▶ **Excerpt to read**
Posted: Thu Dec 31, 2009 8:32 pm
by alotawatts
CPALMER
What year is your car ? .....older style aux air valve ?

Posted: Fri Jan 01, 2010 6:03 pm
by Lenny D.
Back from merriment...!

That is a good site I found some time ago that explains how an AFM works even if it is addressing the Porsche crowd.

To address cpalmer's thoughts:

The 'click' arrangement is a coarse setting that sets how much resistance to moving air the flap in the AFM is subjected to. The adjustment screw under the AFM is a fine tuning of that setting and the one we adjust for proper idle mixture. You can mark where it is now, lift the springset and move it a click or two in either direction, but that is the same as hooking up the AFM to the throttle body without the air filter and lightly pushing on the flap. Pushing enrichens the mixture at idle, and like myopes (near-sighted folks who always want more 'power' to see in the distance, to a fault) the M30 engine is always wanting to run richer , so pushing on the flap will improve the idle - to a point - until it is too rich to run smoothly, but most importantly, way beyond the stoichiometric air-fuel mixture of 14.7:1 for complete combustion.
These terms regarding 'clicks' get bounced around without the understanding of the engineering designs. The above is just for explanation, you really don't need to do that, and it won't affect your worn wiper track. (see my post on AFM adjustment as printed with permission from the kind folks at Metric Mechanic in the archives for more info.)

▶ **Raw data**
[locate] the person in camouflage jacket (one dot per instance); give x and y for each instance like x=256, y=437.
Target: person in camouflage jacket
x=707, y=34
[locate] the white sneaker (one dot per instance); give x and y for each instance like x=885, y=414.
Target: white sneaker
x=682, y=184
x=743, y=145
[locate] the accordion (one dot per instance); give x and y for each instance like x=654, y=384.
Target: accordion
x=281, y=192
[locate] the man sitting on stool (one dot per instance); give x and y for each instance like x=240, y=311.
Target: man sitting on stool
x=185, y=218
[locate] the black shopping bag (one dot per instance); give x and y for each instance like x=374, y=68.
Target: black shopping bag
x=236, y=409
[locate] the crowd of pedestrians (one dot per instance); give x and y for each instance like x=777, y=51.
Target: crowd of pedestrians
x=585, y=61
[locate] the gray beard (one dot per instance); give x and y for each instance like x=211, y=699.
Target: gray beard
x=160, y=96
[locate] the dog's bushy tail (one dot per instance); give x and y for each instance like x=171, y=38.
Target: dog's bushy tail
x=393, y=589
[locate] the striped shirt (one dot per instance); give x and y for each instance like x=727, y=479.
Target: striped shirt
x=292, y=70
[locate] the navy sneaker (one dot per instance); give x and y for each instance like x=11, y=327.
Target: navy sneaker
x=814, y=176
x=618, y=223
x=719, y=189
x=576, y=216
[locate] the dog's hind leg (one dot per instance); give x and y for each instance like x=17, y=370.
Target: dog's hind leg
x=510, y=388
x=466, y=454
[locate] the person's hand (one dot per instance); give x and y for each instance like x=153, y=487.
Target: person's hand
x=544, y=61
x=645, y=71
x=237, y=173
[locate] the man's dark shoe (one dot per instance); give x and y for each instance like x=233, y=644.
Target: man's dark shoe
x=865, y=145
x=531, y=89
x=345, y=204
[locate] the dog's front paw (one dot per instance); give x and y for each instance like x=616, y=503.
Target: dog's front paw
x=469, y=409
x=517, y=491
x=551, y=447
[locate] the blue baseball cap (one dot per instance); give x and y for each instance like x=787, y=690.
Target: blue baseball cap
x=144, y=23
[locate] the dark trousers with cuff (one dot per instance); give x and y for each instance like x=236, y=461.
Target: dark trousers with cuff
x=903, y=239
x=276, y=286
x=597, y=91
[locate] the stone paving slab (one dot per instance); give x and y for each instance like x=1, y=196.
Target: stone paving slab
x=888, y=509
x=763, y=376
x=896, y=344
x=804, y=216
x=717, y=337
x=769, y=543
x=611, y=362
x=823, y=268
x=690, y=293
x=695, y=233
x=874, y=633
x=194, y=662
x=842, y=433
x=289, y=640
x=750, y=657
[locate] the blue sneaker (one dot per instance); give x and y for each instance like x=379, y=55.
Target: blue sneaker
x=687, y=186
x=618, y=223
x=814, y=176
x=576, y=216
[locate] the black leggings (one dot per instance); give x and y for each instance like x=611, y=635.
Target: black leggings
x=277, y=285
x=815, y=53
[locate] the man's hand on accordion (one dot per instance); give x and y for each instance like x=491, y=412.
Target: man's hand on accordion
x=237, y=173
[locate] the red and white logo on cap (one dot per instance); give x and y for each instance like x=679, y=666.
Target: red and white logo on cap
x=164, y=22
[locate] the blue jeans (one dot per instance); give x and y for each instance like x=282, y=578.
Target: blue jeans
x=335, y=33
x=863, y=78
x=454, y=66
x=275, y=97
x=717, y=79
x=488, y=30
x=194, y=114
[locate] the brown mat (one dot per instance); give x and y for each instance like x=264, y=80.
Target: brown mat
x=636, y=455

▶ **Problem statement**
Repeat the AFM forum thread word for word, beginning at the words "Posted: Thu Dec" and stopping after "Back from merriment...!". The material isn't needed here.

▶ **Right answer**
Posted: Thu Dec 31, 2009 8:32 pm
by alotawatts
CPALMER
What year is your car ? .....older style aux air valve ?

Posted: Fri Jan 01, 2010 6:03 pm
by Lenny D.
Back from merriment...!